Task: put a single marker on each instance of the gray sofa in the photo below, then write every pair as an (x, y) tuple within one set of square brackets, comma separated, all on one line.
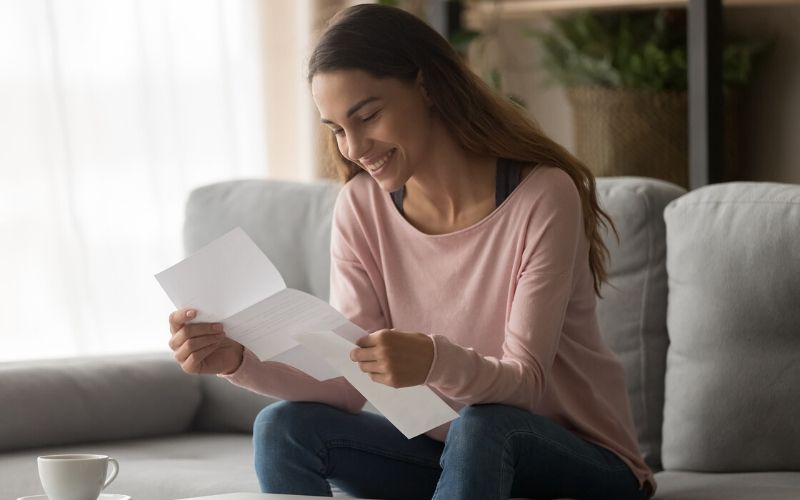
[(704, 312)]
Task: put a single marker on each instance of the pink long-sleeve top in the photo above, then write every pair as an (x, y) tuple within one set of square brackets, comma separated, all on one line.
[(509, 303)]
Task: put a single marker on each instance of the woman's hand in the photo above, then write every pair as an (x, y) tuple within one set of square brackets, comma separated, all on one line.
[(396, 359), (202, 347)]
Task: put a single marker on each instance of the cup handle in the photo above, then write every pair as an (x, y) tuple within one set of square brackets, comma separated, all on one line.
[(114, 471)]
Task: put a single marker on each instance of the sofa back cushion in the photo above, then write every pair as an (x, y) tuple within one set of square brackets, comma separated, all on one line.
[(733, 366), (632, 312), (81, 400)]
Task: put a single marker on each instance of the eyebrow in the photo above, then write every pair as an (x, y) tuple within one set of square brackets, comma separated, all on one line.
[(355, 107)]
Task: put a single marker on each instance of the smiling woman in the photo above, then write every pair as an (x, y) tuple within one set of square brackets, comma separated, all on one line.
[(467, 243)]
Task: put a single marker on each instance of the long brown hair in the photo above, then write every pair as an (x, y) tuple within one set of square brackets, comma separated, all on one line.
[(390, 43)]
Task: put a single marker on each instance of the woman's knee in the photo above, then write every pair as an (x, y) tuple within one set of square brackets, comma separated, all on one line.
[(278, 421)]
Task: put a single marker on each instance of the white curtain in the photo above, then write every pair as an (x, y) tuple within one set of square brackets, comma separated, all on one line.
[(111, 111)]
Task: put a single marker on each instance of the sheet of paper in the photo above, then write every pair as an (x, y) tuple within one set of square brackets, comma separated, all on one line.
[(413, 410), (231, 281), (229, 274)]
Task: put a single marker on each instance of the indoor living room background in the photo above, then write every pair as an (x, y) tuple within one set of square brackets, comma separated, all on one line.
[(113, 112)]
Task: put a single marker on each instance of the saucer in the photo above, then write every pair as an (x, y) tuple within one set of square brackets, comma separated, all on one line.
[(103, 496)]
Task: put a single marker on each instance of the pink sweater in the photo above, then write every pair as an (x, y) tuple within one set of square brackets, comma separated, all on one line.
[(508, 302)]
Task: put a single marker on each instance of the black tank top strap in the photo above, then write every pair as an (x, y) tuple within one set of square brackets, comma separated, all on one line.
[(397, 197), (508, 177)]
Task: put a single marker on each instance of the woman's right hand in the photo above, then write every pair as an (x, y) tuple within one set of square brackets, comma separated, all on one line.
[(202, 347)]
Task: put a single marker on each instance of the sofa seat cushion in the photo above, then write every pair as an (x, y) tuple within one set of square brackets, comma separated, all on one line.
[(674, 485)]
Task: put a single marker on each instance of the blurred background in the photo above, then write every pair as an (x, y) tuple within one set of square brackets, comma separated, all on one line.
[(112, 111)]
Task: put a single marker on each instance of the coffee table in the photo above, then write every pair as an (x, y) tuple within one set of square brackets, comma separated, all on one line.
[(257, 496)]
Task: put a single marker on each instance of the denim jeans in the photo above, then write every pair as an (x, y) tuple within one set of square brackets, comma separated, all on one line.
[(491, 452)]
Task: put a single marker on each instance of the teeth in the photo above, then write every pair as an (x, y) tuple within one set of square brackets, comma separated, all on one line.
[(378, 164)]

---

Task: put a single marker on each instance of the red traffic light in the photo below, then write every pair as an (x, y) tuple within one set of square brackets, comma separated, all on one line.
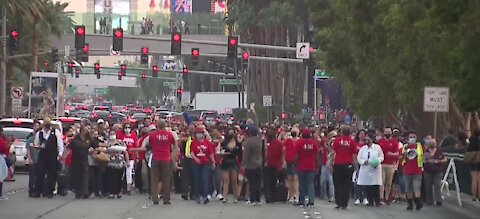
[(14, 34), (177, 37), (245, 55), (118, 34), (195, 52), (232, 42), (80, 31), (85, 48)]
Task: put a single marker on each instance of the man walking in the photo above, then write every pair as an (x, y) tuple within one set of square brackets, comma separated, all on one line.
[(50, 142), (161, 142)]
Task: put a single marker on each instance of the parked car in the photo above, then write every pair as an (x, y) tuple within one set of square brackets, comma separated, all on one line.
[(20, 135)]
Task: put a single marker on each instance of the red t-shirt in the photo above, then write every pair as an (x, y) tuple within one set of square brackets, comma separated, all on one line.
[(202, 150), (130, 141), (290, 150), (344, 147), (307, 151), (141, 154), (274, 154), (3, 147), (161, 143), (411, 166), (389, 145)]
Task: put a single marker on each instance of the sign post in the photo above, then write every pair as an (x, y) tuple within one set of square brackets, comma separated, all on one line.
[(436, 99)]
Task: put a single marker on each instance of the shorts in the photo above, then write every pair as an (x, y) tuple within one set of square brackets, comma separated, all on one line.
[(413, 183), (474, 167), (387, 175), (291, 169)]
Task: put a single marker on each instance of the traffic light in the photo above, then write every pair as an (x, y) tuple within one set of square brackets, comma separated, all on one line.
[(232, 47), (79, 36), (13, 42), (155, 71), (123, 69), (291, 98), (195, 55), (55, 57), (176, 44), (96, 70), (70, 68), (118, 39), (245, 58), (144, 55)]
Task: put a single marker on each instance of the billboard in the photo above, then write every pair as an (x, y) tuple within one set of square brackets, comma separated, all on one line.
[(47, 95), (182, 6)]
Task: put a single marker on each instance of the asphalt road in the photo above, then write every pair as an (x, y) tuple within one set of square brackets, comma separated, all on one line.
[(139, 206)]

■ **Prompt**
Please lay out the part of the listing above that opens with the line containing "Task: put a single marker on each instance of the indoor" and closes with the line containing "[(113, 112)]" as a JSON list of strings, one string per line, with both of those lines included and blank lines left out.

■ **Right answer**
[
  "Task: put a single marker on each instance of the indoor living room background in the photo above, then write every pair as an (x, y) tuple within one set of square brackets, comma separated, all on one line.",
  "[(113, 112)]"
]